Your previous rooting interest in this story would have been for Rust itself.
And Rust itself would have been been best served by having it host the
dominant sanctioned userland implementation of WireGuard, not merely as an
implementation detail for a commercial offering that also treats WireGuard as
yet another implementation detail. Rust? Important! WireGuard? Important!
Warp? Who gives a fuck?

So this is a bit of a surprising response to see from you.

 _Apologies for the late edit:_

I should lay my own cards on the table here.

First, it's not much of a secret that I'm no fan of big Flare. But just to be
clear: good friends of mine have worked there, and several other people I
deeply respect have as well, and I don't judge any of them for that.

Much more importantly: Jason Donenfeld is, to my mind, the hardest working
person in show business, and he's set himself on one of the most important
projects in network security, basically all on his own, and the momentum he's
managed to achieve doing that is insane and a little inspiring --- especially
given the amount of shade he's been repaid with by network security luminaries
--- and basically the last thing in the world he needs is to burn cycles
worrying what some giant corporation is doing with his work (which, sure, does
not include this Rust implementation, but very obviously does include all the
hard protocol design and validation work he's been doing over the last several
years, which, if it were easy and straightforward to do, several people would
have done before him).

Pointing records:
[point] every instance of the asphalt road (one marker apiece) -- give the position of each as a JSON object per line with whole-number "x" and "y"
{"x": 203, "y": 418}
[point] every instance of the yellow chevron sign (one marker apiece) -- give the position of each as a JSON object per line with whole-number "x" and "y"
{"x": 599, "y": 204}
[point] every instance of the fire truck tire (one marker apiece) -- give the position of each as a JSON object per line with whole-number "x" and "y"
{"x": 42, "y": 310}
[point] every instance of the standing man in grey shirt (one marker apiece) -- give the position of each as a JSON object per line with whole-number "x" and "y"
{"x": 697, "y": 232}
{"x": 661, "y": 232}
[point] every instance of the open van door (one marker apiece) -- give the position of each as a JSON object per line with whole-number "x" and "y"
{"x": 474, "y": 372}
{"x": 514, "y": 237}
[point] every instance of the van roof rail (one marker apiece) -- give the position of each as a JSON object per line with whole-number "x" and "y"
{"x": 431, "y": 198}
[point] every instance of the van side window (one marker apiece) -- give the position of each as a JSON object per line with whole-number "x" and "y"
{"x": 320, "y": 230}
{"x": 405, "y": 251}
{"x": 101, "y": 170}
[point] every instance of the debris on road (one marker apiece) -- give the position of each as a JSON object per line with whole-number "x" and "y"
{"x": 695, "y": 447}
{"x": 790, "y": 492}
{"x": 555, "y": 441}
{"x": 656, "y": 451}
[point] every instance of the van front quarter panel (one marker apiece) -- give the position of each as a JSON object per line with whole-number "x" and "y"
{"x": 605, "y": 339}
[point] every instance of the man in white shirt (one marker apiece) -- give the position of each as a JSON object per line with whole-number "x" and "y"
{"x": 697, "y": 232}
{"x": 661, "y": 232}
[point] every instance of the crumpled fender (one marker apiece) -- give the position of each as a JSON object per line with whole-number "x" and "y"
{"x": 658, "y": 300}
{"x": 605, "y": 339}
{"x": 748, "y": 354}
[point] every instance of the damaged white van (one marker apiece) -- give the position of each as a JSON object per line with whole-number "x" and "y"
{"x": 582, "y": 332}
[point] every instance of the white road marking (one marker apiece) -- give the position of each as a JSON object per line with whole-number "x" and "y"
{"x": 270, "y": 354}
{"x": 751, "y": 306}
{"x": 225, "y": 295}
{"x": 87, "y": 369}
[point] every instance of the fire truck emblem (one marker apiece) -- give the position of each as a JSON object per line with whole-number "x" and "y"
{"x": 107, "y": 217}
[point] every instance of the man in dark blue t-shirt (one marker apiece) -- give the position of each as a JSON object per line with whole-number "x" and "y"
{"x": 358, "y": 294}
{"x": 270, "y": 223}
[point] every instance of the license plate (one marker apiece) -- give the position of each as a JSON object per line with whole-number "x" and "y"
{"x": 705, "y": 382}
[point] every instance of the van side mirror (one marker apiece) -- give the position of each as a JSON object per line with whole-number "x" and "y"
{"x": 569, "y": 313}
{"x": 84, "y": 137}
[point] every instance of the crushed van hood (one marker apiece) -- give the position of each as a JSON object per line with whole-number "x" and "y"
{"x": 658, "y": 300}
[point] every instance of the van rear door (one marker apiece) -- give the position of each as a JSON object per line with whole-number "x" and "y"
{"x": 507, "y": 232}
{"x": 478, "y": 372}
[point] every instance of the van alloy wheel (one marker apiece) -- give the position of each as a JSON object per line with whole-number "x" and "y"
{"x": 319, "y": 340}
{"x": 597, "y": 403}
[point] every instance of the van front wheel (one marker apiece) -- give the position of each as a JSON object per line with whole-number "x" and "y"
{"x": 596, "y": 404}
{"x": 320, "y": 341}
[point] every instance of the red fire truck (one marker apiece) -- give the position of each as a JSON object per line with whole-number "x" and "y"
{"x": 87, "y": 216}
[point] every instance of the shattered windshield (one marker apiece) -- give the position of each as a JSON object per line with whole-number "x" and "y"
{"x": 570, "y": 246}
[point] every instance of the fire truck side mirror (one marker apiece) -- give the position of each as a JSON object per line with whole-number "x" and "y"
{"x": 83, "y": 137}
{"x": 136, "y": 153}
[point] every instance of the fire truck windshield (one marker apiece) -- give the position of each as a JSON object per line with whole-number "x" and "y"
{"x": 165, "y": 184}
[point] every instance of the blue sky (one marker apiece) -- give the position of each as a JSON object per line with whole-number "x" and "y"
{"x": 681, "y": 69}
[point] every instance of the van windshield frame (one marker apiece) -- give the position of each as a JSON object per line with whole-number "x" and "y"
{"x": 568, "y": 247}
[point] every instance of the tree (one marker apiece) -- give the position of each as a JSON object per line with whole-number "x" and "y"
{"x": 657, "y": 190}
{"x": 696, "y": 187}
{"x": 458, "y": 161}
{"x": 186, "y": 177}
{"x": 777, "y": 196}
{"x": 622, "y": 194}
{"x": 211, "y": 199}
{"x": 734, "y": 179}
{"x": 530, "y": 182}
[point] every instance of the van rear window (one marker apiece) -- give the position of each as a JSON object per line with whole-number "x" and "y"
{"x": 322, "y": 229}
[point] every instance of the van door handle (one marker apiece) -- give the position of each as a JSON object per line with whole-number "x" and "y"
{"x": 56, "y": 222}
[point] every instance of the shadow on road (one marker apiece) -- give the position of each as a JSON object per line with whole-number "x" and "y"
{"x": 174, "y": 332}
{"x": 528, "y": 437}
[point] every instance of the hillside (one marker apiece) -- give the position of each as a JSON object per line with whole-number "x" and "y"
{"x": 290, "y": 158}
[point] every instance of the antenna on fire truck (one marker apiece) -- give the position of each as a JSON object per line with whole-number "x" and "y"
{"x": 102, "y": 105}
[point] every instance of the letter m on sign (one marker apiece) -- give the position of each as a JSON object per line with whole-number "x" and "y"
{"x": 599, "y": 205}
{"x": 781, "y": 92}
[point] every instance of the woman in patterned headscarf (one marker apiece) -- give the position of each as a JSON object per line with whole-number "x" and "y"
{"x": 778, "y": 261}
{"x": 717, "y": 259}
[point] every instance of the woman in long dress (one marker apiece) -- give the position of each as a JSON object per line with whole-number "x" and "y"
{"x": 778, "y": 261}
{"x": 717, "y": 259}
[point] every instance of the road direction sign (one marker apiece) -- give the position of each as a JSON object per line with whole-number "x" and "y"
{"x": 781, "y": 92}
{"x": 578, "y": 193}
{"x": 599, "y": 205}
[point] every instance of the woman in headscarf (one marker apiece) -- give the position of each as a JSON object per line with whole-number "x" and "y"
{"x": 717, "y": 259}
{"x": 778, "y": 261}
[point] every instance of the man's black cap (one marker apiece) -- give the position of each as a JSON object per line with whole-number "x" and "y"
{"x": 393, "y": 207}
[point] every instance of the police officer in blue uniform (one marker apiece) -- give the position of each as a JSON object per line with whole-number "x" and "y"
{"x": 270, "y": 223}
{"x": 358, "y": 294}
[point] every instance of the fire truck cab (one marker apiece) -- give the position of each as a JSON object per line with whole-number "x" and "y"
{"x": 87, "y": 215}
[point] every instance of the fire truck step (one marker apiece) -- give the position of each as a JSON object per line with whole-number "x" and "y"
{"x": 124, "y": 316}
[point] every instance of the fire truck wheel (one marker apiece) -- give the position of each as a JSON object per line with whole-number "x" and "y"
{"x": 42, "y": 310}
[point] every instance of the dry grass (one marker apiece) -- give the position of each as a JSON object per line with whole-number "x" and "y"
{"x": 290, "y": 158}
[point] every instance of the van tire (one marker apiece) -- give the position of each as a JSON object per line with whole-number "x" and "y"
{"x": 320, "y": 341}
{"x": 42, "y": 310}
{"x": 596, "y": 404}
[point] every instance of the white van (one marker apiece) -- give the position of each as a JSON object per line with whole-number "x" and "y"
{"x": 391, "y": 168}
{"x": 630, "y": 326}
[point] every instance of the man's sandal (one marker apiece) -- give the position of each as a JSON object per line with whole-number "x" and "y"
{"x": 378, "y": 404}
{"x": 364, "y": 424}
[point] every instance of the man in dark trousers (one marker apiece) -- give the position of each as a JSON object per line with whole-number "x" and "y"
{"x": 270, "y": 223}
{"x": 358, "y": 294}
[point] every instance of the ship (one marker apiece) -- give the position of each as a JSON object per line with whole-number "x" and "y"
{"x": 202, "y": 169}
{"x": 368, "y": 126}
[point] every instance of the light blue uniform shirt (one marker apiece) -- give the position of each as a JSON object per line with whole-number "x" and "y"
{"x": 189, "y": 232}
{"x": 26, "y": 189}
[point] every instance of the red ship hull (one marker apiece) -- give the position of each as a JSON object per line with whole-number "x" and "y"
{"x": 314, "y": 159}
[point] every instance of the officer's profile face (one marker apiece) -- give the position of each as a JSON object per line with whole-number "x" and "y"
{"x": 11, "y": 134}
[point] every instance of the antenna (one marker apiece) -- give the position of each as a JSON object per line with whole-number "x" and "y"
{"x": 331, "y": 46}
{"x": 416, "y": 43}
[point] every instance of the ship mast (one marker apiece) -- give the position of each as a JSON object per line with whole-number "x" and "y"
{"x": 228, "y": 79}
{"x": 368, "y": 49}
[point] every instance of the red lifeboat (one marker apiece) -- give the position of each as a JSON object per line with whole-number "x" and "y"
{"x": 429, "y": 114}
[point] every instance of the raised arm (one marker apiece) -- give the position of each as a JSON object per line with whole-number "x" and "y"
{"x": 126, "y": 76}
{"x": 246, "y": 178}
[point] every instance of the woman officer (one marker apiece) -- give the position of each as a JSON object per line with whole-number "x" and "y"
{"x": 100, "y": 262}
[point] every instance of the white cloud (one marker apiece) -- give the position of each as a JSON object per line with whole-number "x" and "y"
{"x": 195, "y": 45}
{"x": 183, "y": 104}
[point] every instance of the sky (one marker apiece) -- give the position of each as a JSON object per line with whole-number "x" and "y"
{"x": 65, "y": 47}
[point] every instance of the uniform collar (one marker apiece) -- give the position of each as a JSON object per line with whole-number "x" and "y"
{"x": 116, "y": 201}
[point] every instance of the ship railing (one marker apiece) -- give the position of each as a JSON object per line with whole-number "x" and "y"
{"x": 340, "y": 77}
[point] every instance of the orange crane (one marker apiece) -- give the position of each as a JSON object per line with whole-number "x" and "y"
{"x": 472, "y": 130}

:: Exercise brief ::
Return the part of the comment from "I should lay" up to and including "them for that.", copied word for word. Work from the comment alone.

:: Final result ::
I should lay my own cards on the table here.

First, it's not much of a secret that I'm no fan of big Flare. But just to be
clear: good friends of mine have worked there, and several other people I
deeply respect have as well, and I don't judge any of them for that.